== What you are asked to do ==
Repeat, exactly as written, the line containing "find blue headband" and each line after it through the end of the data.

[Opening Given records section]

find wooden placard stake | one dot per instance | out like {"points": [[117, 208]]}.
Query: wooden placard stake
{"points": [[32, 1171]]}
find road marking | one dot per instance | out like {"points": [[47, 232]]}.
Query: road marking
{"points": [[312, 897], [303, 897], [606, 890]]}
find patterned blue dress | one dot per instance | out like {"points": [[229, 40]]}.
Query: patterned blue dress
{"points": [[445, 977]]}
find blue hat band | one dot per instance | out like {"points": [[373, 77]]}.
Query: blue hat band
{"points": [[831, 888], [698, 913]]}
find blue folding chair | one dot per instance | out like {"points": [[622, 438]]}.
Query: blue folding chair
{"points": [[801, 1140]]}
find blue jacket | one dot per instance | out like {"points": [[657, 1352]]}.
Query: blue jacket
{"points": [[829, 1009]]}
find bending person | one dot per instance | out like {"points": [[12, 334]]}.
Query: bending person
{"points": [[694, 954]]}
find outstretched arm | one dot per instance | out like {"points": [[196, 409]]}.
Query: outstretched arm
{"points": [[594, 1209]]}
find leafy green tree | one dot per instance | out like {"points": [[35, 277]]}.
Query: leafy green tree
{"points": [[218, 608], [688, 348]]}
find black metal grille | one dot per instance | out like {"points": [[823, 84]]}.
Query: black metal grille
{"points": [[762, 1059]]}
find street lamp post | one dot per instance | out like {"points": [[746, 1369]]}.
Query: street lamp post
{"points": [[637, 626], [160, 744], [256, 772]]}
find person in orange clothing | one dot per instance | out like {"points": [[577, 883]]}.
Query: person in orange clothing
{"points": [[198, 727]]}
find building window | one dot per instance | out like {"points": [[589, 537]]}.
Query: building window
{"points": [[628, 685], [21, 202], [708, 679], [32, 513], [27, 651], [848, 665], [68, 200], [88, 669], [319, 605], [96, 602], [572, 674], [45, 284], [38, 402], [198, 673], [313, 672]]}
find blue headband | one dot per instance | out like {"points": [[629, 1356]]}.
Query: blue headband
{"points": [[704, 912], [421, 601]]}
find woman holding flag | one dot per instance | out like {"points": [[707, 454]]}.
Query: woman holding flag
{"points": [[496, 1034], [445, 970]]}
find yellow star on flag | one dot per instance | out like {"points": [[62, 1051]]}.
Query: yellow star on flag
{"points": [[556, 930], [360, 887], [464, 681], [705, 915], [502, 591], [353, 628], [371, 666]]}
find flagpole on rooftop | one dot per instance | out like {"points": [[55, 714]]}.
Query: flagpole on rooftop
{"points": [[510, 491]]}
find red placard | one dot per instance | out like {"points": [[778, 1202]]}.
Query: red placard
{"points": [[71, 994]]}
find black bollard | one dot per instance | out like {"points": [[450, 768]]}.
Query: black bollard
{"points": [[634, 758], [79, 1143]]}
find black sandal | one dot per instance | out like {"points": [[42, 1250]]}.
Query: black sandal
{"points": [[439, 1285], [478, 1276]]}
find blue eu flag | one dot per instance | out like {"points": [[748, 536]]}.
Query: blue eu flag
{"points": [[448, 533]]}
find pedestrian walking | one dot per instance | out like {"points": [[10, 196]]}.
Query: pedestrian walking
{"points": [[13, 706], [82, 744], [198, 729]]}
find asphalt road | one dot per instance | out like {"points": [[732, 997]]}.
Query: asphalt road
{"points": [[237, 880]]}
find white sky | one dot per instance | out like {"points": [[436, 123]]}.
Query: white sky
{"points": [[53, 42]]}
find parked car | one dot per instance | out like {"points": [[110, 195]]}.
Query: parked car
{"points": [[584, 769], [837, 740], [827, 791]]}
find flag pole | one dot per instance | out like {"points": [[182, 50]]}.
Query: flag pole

[Closing Given records section]

== Output of the exercise ==
find blue headband | one dot per instance | out like {"points": [[629, 1356]]}.
Query: blue headband
{"points": [[704, 912], [421, 601]]}
find woman holding flag | one dot per instance | out like {"points": [[707, 454]]}.
Query: woman holding flag
{"points": [[496, 1034], [445, 970]]}
find yellow star on flag | one dot per instance | out like {"points": [[62, 1051]]}.
Query: yellow star on flag
{"points": [[556, 930], [360, 887], [464, 681], [705, 915], [502, 591], [353, 628], [371, 666]]}
find flagpole on rooftop | one dot per instance | out like {"points": [[55, 714]]}.
Query: flagpole on rooftop
{"points": [[510, 491]]}
find red placard | one dot per instance | out like {"points": [[778, 1202]]}.
Query: red placard
{"points": [[71, 994]]}
find black bollard | one dot per instance | out like {"points": [[450, 768]]}.
Query: black bollard
{"points": [[634, 758], [79, 1143]]}
find black sandal | one dot per instance | out like {"points": [[42, 1250]]}.
Query: black sandal
{"points": [[439, 1285], [478, 1276]]}
find blue eu flag | one dot per instance | out like {"points": [[748, 536]]}.
Query: blue eu flag
{"points": [[448, 533]]}
find pedestrian walking | one dot per instance | out like {"points": [[10, 196]]}.
Query: pedestrian walking
{"points": [[13, 706], [82, 744], [198, 729]]}
find asphalt road | one dot per instance | out like {"points": [[732, 997]]}.
Query: asphalt road
{"points": [[237, 880]]}
find white sky | one dot per instance | out like {"points": [[436, 123]]}.
Query: white sky
{"points": [[53, 42]]}
find parked car | one dot per instance | out like {"points": [[110, 195]]}.
Query: parked car
{"points": [[584, 769], [837, 740], [827, 791]]}
find flag pole | one dot per instance | out like {"points": [[182, 50]]}.
Query: flag pole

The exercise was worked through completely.